STUDY QUESTIONS:
1. In the article on Johnson & Johnson's third-quarter results, explain what drove the 12 percent year-over-year rise in oncology drug sales.
2. According to the article on Johnson & Johnson's third-quarter results, what were the company's worldwide sales for the three months ending Sept. 30?
3. Reproduce the article on Johnson & Johnson's third-quarter results from "For the three" up to and including "billion in Q3 2022.".

TEXT PROVIDED:

▬▬▬▬▬▬▬▬▬▬

NEW YORK – Johnson & Johnson on Tuesday reported that third quarter oncology drug sales increased 12 percent year over year, partially driven by greater uptake of its autologous CAR T-cell therapy Carvykti (ciltacabtagene autoleucel) and other non-precision cancer therapies.
For the three months ending Sept. 30, J&J reported worldwide sales of $21.35 billion, a 7 percent increase over $20 billion in Q3 2022 and above analysts' consensus estimate of $21.03 billion for the quarter.
J&J's Innovative Medicine segment, which is the new name for Janssen Pharmaceutical Companies, contributed $13.89 billion to Q3 2023 revenues, a 5 percent increase from $13.21 billion in the year-ago quarter. The firm reported $4.53 billion in Q3 sales from its oncology unit, a 12 percent increase from $4.06 billion in Q3 2022.
During a call to discuss the firm's Q3 financial performance, Jessica Moore, VP of investor relations at J&J, highlighted that market share gains and manufacturing capacity improvements for Carvykti had contributed positively to overall revenue gains during the quarter. Revenues for Carvykti, which is available in the US and Europe for patients with heavily pretreated relapsed and refractory multiple myeloma, more than doubled to $152 million in Q3 2023, compared to $55 million in Q3 2022. The US Food and Drug Administration approved the cell therapy in March last year, and the European Commission's conditional marketing authorization followed in May.

▬▬▬▬▬▬▬▬▬▬

RAW DATA:
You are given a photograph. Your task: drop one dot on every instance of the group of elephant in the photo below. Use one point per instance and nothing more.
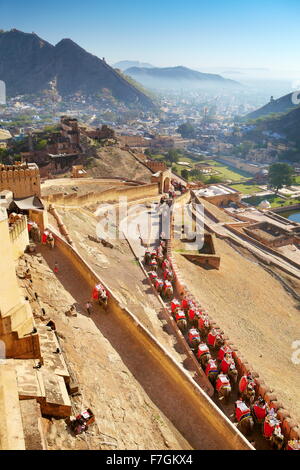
(251, 411)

▬▬▬▬▬▬▬▬▬▬

SOLUTIONS IN ORDER:
1. The rise was partly driven by greater uptake of the autologous CAR T-cell therapy Carvykti (ciltacabtagene autoleucel) and other non-precision cancer therapies.

2. $21.35 billion.

3.
For the three months ending Sept. 30, J&J reported worldwide sales of $21.35 billion, a 7 percent increase over $20 billion in Q3 2022 and above analysts' consensus estimate of $21.03 billion for the quarter.
J&J's Innovative Medicine segment, which is the new name for Janssen Pharmaceutical Companies, contributed $13.89 billion to Q3 2023 revenues, a 5 percent increase from $13.21 billion in the year-ago quarter. The firm reported $4.53 billion in Q3 sales from its oncology unit, a 12 percent increase from $4.06 billion in Q3 2022.